# Stated problem
In the forum thread on VARs, which free audio editor is suggested for applying a high pass filter to cut low-frequency road noise?

# VARs



## nursejackie (May 22, 2015)

I have bought the sony VAR that weightlifter recommended. I want to put it in the car but I don't really see how I'll get anything. They work together and drive around in work vehicles throughout the work day. The only stuff I think I'll hear is the boring talk shows he listens to on the way to and from work.

Is there a way of filtering out the radio so that I can just hear conversation? I am actually afraid to do this- afraid of what I will find I guess.

I think I need a GPS live tracking any suggestions? I know Sony but what else is available? Are they all hooked up to monthly fees if they are live tracking? I checked his bank statements and he has a lot of activity in and around her house- stores, gas stations etc…

I am doing so many things wrong. I checked his texts to me and in the middle of an argument about the suspected OW he texted "see ya love ya" he would never say that, never spell you like ya either. he admitted it didn't sound like something he would say but he must have and he meant he wanted to see me and that he loved me.

Also there was an emoticon ":/ are you at work?" from him when we were arguing. When I asked him later he did not know what the emoticon meant and said it must have been an accident.

I think he gave the OW his phone and she texted me but I'm not sure.
It makes me feel like they are laughing at me.

time to VAR and GPS


----------



## ReidWright (May 15, 2014)

for the radio noise, most people will turn it down if they are on the phone or having a conversation with a passenger. you can use audacity (free audio editor) to apply a high pass filter to remove some of the low frequency road noises, and increase the volume, etc


does he have a bag (laptop, backpack, lunch bag) that he takes with him in the work car? a slim pen var could be useful in that situation


----------



## nursejackie (May 22, 2015)

Thanks Reidwright
yes he has a lunch bag with lots of pens I could add it to the mix.


----------



## Bananapeel (May 4, 2015)

Don't worry too much about the background noise from the car. With the VAR you don't really need to completely hear his entire conversation with the OW, just enough to confirm your suspicions. 

The SONY VAR I used for my wife had poor quality audio because of the location (it was in my bedroom closet and they were in the kitchen) but it did a good enough job to confirm and let me take action. I'm actually glad I didn't get a clear audio since it would have haunted me for a very long time. 

If you live in a state that isn't a "no-fault" divorce state, then you will need very good quality proof and probably would do best hiring a private investigator.


----------

# Dataset extract
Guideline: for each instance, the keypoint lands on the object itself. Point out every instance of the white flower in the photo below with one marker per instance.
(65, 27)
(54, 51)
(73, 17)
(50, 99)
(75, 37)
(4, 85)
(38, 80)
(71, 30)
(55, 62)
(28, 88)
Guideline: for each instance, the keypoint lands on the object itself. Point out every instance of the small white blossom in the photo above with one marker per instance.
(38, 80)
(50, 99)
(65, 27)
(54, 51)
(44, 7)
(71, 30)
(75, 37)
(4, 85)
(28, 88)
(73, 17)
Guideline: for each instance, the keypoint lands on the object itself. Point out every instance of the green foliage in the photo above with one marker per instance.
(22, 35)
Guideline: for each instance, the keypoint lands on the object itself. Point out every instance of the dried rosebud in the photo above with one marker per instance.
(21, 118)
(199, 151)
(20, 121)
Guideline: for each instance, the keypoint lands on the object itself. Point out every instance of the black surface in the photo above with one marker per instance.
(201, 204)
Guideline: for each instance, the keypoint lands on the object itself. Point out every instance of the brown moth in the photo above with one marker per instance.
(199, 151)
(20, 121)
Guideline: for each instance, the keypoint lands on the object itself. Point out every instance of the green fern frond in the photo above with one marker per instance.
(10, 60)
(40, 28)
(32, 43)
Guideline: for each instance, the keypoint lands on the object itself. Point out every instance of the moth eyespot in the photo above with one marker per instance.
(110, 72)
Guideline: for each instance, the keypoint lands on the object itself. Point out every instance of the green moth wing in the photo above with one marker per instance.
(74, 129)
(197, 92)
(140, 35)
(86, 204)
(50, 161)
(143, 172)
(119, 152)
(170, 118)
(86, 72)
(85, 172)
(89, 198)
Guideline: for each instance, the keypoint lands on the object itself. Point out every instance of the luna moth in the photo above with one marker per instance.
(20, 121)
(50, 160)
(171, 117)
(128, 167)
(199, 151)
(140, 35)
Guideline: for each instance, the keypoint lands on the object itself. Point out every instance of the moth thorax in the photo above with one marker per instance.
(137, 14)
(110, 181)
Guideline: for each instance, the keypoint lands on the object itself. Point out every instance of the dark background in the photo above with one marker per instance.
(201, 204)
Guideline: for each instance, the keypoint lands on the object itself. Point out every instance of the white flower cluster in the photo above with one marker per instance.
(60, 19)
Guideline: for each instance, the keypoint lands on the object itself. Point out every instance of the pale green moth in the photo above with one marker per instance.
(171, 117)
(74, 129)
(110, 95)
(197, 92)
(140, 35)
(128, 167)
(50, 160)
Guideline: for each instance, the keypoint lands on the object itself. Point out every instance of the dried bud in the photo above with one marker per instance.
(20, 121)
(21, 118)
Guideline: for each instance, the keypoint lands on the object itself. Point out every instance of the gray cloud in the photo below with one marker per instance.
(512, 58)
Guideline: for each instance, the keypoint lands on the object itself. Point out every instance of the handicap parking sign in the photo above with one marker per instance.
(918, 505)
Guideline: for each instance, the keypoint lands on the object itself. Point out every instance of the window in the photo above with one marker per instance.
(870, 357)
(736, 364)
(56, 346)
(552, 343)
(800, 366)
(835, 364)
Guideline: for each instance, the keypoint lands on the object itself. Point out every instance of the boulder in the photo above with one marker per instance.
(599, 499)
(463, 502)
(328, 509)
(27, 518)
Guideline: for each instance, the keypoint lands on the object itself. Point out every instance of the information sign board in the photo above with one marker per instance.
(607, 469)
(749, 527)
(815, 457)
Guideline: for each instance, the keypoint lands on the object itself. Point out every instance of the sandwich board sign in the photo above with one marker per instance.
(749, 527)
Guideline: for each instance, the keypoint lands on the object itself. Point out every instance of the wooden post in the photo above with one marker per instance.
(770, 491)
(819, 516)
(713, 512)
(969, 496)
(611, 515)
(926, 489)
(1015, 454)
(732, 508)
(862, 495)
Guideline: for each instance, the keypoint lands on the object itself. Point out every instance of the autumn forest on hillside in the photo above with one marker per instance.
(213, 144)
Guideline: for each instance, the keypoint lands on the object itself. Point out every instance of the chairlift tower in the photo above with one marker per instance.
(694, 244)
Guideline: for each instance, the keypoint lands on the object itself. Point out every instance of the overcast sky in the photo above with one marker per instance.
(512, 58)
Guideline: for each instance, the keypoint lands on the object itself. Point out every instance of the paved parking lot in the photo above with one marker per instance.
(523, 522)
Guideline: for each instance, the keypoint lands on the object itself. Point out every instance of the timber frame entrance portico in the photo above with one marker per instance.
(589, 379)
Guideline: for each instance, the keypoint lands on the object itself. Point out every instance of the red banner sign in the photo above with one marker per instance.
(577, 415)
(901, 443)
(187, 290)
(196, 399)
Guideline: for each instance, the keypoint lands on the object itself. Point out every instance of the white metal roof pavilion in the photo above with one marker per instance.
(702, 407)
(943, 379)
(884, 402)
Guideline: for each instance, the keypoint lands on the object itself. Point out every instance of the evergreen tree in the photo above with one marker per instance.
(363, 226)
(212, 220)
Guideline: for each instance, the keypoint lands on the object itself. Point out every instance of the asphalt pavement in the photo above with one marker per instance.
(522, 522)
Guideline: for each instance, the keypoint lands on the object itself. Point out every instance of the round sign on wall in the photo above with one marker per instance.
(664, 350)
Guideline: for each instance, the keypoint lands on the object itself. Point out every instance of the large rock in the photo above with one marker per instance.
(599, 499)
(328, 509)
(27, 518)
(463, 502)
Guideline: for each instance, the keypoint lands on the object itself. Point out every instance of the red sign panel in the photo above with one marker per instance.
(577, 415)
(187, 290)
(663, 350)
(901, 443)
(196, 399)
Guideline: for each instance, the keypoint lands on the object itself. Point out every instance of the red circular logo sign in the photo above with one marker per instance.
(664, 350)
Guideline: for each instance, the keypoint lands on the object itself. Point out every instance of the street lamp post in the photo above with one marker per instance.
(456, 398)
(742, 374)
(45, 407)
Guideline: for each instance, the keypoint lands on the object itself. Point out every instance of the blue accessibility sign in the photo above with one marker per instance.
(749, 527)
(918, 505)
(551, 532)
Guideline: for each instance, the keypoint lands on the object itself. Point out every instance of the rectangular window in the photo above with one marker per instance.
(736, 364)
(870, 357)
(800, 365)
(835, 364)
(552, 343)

...

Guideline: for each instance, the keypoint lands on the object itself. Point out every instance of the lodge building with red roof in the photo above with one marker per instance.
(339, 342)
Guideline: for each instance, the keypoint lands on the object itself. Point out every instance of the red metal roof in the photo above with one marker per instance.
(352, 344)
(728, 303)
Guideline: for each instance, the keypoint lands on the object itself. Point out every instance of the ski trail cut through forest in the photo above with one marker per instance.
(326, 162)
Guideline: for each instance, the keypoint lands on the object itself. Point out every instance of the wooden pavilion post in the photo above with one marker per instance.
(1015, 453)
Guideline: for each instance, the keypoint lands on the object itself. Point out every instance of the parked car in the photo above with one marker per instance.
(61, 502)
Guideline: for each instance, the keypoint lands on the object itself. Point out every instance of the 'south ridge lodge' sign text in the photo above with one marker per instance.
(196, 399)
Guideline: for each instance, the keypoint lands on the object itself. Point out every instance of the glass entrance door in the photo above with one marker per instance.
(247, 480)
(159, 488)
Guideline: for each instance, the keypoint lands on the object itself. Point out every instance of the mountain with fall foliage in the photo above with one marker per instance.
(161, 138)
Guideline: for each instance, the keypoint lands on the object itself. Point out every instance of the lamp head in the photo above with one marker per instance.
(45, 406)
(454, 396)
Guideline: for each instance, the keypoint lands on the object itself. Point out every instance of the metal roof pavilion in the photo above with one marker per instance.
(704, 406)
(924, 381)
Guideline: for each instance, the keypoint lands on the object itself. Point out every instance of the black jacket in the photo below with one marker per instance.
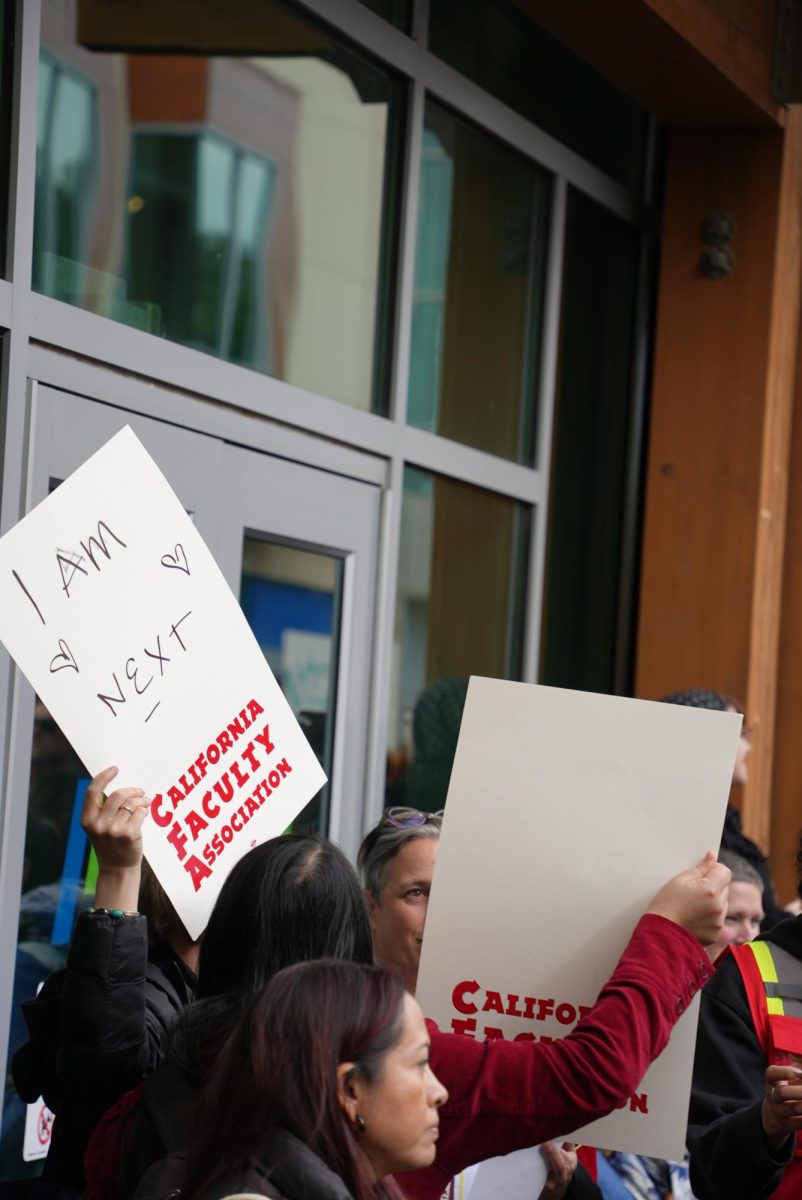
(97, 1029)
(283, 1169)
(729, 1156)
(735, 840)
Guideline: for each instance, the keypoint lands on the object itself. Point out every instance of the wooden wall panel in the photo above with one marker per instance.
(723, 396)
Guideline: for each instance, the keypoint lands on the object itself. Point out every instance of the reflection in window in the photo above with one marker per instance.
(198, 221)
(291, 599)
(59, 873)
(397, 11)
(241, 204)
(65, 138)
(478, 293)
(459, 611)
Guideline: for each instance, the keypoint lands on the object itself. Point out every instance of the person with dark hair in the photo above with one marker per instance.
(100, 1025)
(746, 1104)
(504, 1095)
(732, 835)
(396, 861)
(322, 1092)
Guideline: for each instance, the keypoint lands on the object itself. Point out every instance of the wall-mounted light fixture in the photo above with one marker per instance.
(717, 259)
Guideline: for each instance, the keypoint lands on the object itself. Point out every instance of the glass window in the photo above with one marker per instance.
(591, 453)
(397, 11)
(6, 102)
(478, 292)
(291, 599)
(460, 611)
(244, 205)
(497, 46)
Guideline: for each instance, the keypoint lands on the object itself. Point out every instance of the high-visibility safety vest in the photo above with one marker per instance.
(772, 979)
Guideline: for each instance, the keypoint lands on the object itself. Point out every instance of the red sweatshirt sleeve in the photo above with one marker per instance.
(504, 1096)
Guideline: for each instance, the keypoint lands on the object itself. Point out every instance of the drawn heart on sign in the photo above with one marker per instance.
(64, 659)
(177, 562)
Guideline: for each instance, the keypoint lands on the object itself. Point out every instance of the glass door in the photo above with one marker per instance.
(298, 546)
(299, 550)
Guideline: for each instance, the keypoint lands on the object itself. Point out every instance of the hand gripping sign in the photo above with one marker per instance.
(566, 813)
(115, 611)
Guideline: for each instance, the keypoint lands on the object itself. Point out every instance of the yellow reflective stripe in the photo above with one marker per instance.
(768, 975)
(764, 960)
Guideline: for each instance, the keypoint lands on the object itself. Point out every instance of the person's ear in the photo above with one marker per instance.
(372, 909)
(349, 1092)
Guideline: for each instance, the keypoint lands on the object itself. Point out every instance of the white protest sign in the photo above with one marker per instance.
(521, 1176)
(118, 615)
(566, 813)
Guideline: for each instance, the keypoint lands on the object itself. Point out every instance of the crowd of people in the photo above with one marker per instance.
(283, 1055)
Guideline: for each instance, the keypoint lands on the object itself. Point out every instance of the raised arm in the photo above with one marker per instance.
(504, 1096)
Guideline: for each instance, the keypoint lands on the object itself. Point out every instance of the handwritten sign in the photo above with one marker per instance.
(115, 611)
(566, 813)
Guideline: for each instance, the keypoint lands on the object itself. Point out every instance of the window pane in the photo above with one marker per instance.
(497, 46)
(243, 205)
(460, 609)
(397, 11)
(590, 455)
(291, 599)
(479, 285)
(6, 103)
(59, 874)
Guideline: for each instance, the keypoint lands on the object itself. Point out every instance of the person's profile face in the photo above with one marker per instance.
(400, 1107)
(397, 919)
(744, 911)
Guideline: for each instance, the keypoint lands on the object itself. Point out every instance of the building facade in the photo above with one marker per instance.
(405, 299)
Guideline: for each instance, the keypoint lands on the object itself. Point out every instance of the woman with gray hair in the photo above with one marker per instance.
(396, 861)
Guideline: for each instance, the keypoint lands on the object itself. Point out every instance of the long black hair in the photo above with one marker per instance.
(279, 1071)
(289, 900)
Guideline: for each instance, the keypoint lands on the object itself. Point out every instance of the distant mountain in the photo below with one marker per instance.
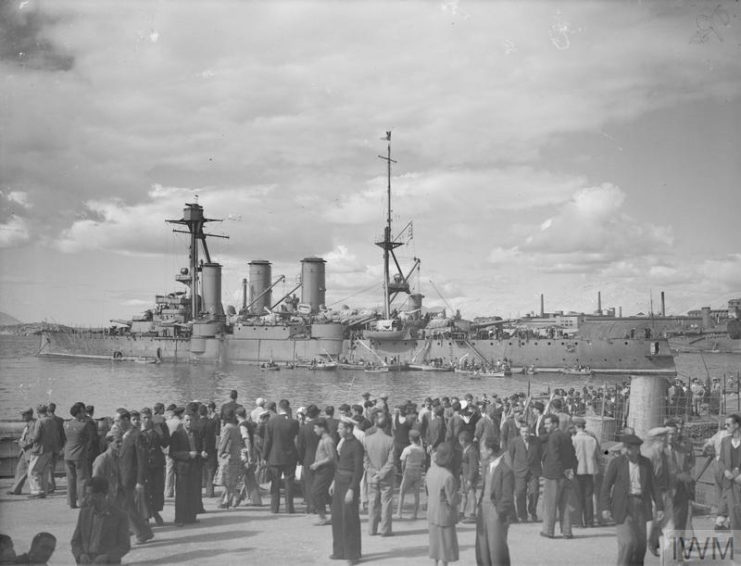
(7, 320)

# Reply to the task
Audacity